Exercise tasks —
(a) What three main elements does the text on brewing water name as affecting beer flavor?
(b) Pick up the text on water in beer brewing where it stops and keep writing it.

Text passage —
Since beer contains approximately 90-95% water, its quality and composition naturally have a significant impact on the final flavor.
Three main elements affect beer flavor: mineral composition, pH, and alkalinity.
Water hardness and mineral composition impart flavor and influence fermentation, while pH promotes enzymatic action during mashing and yeast proliferation during fermentation.
Alkalinity creates a buffer to protect pH from fluctuations during brewing, preventing bacterial growth and eliminating excess tannins.
These three factors are intrinsically linked and work together to guide the flavor and color of beer.
Home Water Filtration Systems
Today, reverse osmosis has become the brewing industry’s preferred water filtration system.
There are also systems using catalytic carbon that help remove chloramines from water, improving its taste.
Finally, water distillation and deionization also produce exceptionally pure water.

(Dataset items)
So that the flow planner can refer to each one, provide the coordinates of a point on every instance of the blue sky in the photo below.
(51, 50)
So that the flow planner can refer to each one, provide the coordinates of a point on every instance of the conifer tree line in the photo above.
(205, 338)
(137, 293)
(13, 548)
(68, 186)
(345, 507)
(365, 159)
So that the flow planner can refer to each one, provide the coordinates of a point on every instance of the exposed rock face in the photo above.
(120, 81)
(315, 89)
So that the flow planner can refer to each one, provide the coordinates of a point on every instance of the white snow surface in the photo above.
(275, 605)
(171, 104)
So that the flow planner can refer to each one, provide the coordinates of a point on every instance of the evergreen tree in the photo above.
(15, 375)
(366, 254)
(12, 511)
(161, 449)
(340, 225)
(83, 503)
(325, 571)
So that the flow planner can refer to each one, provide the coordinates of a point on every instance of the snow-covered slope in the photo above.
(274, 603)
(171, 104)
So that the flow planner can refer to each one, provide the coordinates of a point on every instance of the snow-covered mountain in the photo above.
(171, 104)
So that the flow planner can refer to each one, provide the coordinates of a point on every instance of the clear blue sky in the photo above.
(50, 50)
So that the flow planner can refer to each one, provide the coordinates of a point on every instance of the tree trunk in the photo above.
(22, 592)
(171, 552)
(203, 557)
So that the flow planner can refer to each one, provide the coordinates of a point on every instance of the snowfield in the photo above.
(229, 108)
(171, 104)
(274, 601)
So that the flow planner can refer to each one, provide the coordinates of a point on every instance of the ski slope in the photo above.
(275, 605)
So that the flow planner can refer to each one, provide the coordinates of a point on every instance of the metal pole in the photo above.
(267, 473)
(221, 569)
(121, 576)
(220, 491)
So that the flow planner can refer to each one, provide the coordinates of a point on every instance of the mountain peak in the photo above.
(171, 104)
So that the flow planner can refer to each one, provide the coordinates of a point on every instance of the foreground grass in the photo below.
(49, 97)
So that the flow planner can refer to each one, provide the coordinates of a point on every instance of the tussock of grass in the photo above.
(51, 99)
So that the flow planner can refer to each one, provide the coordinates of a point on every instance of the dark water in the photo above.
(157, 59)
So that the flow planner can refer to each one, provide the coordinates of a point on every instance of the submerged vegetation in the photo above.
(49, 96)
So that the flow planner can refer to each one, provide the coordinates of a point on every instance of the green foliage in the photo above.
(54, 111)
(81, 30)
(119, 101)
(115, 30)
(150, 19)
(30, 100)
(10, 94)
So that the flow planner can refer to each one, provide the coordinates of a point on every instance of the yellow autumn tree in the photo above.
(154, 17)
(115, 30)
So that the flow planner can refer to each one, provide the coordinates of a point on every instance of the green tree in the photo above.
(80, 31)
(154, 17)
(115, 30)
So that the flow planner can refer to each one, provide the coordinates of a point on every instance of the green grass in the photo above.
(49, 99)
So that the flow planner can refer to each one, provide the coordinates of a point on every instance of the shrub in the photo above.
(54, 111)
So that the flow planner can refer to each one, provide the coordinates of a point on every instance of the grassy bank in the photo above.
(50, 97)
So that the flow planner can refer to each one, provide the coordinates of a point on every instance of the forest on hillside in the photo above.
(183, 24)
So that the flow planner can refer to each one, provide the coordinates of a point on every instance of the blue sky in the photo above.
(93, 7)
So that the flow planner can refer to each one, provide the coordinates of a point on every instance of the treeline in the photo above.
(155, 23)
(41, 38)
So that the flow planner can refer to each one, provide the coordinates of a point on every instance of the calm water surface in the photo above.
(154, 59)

Solved tasks —
(a) Mineral composition, pH, and alkalinity.

(b)
1. Reverse Osmosis
Reverse osmosis produces soft, slightly acidic water free from flavor-ruining contaminants like iron, nitrites, chlorine, and chloramines.
Using reverse osmosis-treated water gives brewers a blank slate to design and execute recipes under ideal conditions, allowing complete control over the water’s ionic composition.
The water purity comes from forcing water slowly through a semi-permeable membrane with extremely small pores that block even microscopic contaminants while allowing water molecules through.
While osmosis equalizes solution concentrations across a membrane, reverse osmosis does the opposite – separating pure water from dissolved matter. Contaminants are discarded as “brine,” while pure “permeate” water collects in a storage tank.
2. Carbon Filters
If not ready to invest in reverse osmosis, an activated carbon filtration system will provide water without chlorine’s unpleasant aftertaste.
In fact, reverse osmosis systems use carbon pre-filters and post-filters to protect the membrane from chlorine and improve water taste/odor.
Through absorption, activated carbon filters trap organic compounds on their extensive surface area. Their micron-sized pores reduce chlorine, sediment, and VOCs from water.
Carbon filtration is the best method for removing chloramine from drinking water, though more challenging. Slowing water flow through the filter increases chloramine reduction.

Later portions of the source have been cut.